>> Start Input

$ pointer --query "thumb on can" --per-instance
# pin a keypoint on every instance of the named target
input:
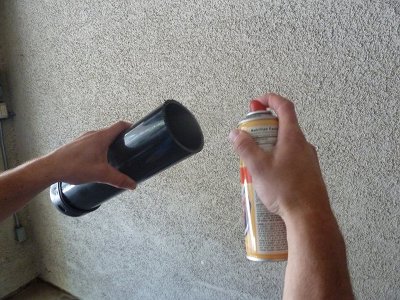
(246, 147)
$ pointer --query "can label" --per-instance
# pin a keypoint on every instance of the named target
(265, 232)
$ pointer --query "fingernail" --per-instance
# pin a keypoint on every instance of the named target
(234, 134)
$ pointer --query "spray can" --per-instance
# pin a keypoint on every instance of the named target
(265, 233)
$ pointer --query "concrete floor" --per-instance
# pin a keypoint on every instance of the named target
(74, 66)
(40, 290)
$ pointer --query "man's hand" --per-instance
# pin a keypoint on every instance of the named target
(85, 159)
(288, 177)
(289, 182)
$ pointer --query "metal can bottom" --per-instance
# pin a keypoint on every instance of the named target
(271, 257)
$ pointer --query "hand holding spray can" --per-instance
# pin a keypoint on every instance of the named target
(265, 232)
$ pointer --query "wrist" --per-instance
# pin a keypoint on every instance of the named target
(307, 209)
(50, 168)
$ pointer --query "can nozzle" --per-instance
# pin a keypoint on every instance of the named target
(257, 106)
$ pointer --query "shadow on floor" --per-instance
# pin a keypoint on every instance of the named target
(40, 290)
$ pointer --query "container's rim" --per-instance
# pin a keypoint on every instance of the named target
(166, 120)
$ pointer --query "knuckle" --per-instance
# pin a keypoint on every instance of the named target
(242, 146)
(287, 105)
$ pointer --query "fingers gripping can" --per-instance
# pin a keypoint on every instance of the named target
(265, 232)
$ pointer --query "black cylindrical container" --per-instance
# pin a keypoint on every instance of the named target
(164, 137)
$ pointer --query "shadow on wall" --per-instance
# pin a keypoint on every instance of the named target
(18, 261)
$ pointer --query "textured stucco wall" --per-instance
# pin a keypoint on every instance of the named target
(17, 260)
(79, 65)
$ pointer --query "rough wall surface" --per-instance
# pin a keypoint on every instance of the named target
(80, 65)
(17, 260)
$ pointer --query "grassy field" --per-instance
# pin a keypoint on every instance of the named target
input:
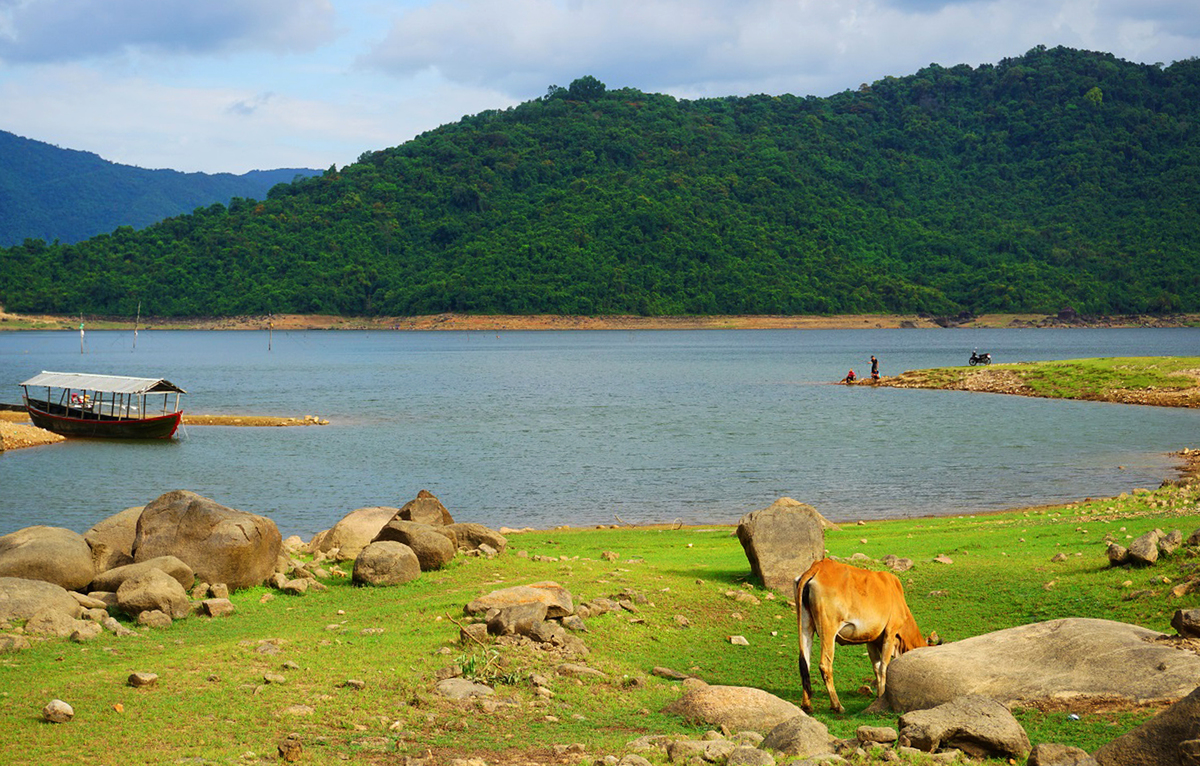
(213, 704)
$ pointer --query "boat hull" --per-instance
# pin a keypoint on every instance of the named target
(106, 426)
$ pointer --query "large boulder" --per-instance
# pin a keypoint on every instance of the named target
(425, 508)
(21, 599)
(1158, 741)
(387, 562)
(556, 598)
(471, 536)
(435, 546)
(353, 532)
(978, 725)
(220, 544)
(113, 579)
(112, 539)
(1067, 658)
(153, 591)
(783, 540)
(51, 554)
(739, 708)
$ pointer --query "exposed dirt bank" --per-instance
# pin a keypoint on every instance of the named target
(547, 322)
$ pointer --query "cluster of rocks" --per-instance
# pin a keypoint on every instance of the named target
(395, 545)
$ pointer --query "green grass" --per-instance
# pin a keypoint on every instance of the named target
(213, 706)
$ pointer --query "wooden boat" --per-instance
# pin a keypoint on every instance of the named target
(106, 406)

>> End Input

Goal: Return the entries unchanged, save for the pictures, which do not belong in the copy.

Reply to the exercise:
$ pointer --query "thumb on can" --per-instance
# pin a keypoint on every instance of the named target
input:
(246, 147)
$ pointer --query "can label" --per-instance
# pin a keypoint on every instance of the named target
(265, 232)
$ pointer --query "fingernail" --per-instance
# pin a keypoint on every instance of the named target
(234, 134)
$ pointer --query "spray can" --per-instance
# pin a keypoint on every instance of the named target
(265, 233)
$ pointer --query "concrete floor" --per-instance
# pin a keypoint on every instance of the named target
(74, 66)
(40, 290)
$ pointer --query "man's hand" --per-instance
# pin a keypoint on every instance of the named target
(85, 159)
(288, 177)
(289, 182)
$ pointer --query "metal can bottom" --per-instance
# pin a keypoint on every instance of the named target
(271, 257)
$ pointer --query "hand holding spray can" --per-instance
# pin a keypoint on every instance of the named target
(265, 232)
$ pointer --query "wrist" --per-instance
# pin a keypoint on every instance of the named target
(307, 209)
(50, 168)
$ pointer --query "can nozzle" --per-instance
# pin a keypoint on every instance of the named target
(257, 106)
$ pointer --query "shadow on floor" --per-instance
# pin a keypoint on every instance of the named target
(40, 290)
$ pointer --query "container's rim" --per-instance
# pin a keypoint on every instance of the named target
(166, 120)
$ pointer --query "knuckle" --per-instance
# pin a keypoint on every instance of the named target
(242, 146)
(287, 105)
$ pointer --query "fingers gripping can" --per-instance
# pin a keypoint on every instance of the named target
(265, 232)
$ pointer --query "black cylindrical container" --per-instance
# pin a keypoint on every instance of the named target
(164, 137)
$ pointer --query "shadow on wall" --per-instance
# pin a keypoint on every instance of the named target
(18, 261)
$ pointer --query "textured stucco wall" --per-instance
# pin a keypoint on every instance of the named target
(17, 260)
(79, 65)
$ pointer --query "rough wall surface" --per-instance
# pin a keypoint on every instance of the named target
(80, 65)
(17, 260)
$ pointer --query "grassy field" --per-instance
# pin a keypoint on every instance of the named target
input:
(213, 704)
$ pointer --query "boat hull" --per-instance
# pin a keypoint on every instance of the named target
(106, 426)
$ pointer --query "large boulder" --per-instance
# pin a keypoint on every instance of the named target
(425, 508)
(21, 599)
(1158, 741)
(387, 562)
(556, 598)
(471, 536)
(435, 546)
(353, 532)
(978, 725)
(220, 544)
(113, 579)
(112, 539)
(1067, 658)
(153, 591)
(783, 540)
(51, 554)
(739, 708)
$ pointer --query "exposed dirt bank" --per-instance
# pin a keypoint on every instance of the named target
(547, 322)
$ pointer --query "cluster of rocks" --per-instance
# pin a keypoint on every instance of the named target
(395, 545)
$ pointer --query "green grass" --per-instance
# pin a keypoint on every instance of the named target
(213, 706)
$ pointer --query "wooden boat" --per-instance
# pin a keypoint on every instance of the named target
(106, 406)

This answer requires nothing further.